WHERE: Filtering Rows

WHERE filters rows before any grouping. Every condition is evaluated per row.

sql

-- Basic comparisons
SELECT * FROM orders
WHERE amount > 100
  AND status = 'completed'
  AND created_at >= '2025-01-01';

-- IN: shorthand for multiple OR conditions
SELECT * FROM orders
WHERE status IN ('completed', 'shipped', 'processing');

-- BETWEEN: inclusive on both ends
SELECT * FROM orders
WHERE created_at BETWEEN '2025-01-01' AND '2025-03-31';

-- LIKE: pattern matching (% = any sequence, _ = one character)
SELECT * FROM customers
WHERE email LIKE '%@gmail.com';     -- ends with @gmail.com
WHERE name  LIKE 'Al_ce';           -- Alice, Alyce, etc.

-- IS NULL: never use = NULL, it always returns false
SELECT * FROM orders
WHERE shipped_at IS NULL;           -- orders not yet shipped
WHERE shipped_at IS NOT NULL;       -- orders that have been shipped

-- NOT: negate any condition
SELECT * FROM products
WHERE product_id NOT IN (SELECT product_id FROM discontinued);

The NULL trap: NULL = NULL evaluates to NULL, not TRUE. Always use IS NULL / IS NOT NULL for null checks. Any arithmetic or comparison involving NULL returns NULL — NULL + 1 = NULL, NULL > 0 = NULL.

JOIN: The Heart of Relational Queries

JOIN is where most developers get confused — not because the syntax is complex, but because the mental model of what each JOIN does is unclear. The key: always think of a JOIN as producing a new set of rows by combining two tables based on a condition.

INNER JOIN — Only Matching Rows

Returns rows where the join condition is satisfied in both tables. Non-matching rows are excluded from both sides.

sql

-- Orders with their customer information
-- Customers with no orders: NOT included
-- Orders with no valid customer: NOT included
SELECT
    o.order_id,
    o.amount,
    c.name     AS customer_name,
    c.email
FROM orders o
INNER JOIN customers c ON o.customer_id = c.id;
-- INNER is optional: JOIN alone means INNER JOIN

LEFT JOIN — All Left Rows, Matching Right Rows

Returns all rows from the left table, with matched rows from the right. Non-matching right rows appear as NULL.

> **DATA**
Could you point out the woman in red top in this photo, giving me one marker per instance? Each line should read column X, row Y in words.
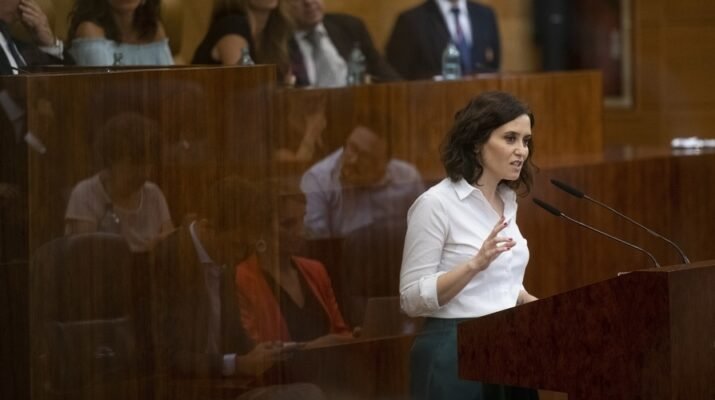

> **WHAT IS ASKED**
Could you print the passage of the SQL article above that begins at the words "JOIN is where" and stops after "from both sides.", keeping every character unchanged?

> **OUTPUT OF THE TASK**
JOIN is where most developers get confused — not because the syntax is complex, but because the mental model of what each JOIN does is unclear. The key: always think of a JOIN as producing a new set of rows by combining two tables based on a condition.

INNER JOIN — Only Matching Rows

Returns rows where the join condition is satisfied in both tables. Non-matching rows are excluded from both sides.